(Source records)
┄┄┄┄┄┄┄┄┄┄

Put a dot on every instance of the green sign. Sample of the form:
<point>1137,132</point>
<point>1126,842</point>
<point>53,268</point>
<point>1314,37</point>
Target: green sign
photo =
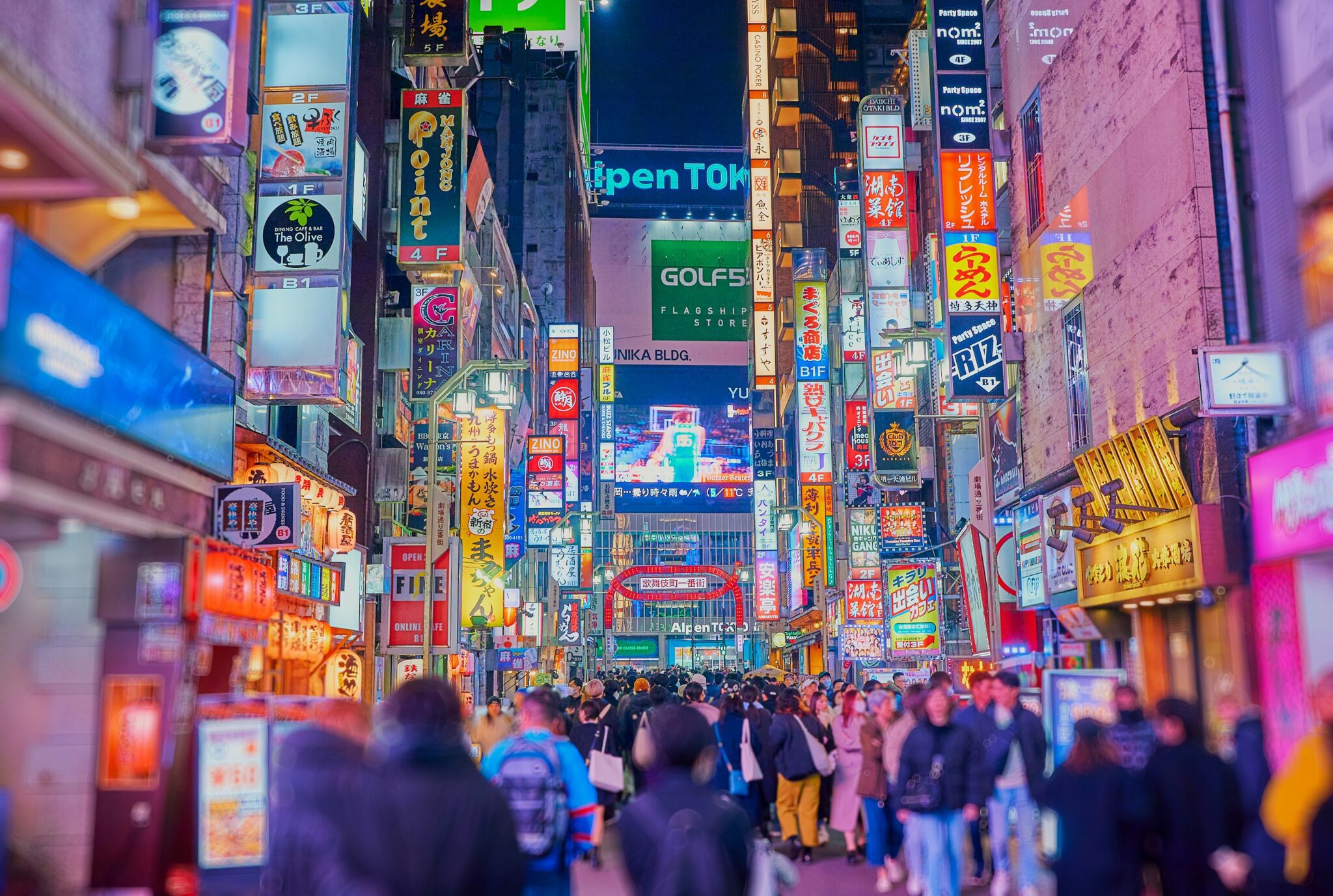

┄┄┄┄┄┄┄┄┄┄

Required task: Set out every line of the data above as a Markdown table with the columns Row and Line, skipping blank lines. Leave the pictures out of your answer.

Complete answer:
| Row | Line |
|---|---|
| 1 | Put a dot on every instance of the green sign. Sample of the form: |
| 2 | <point>1137,132</point> |
| 3 | <point>1126,842</point> |
| 4 | <point>53,268</point> |
| 5 | <point>1314,37</point> |
| 6 | Target: green sign |
| 7 | photo = |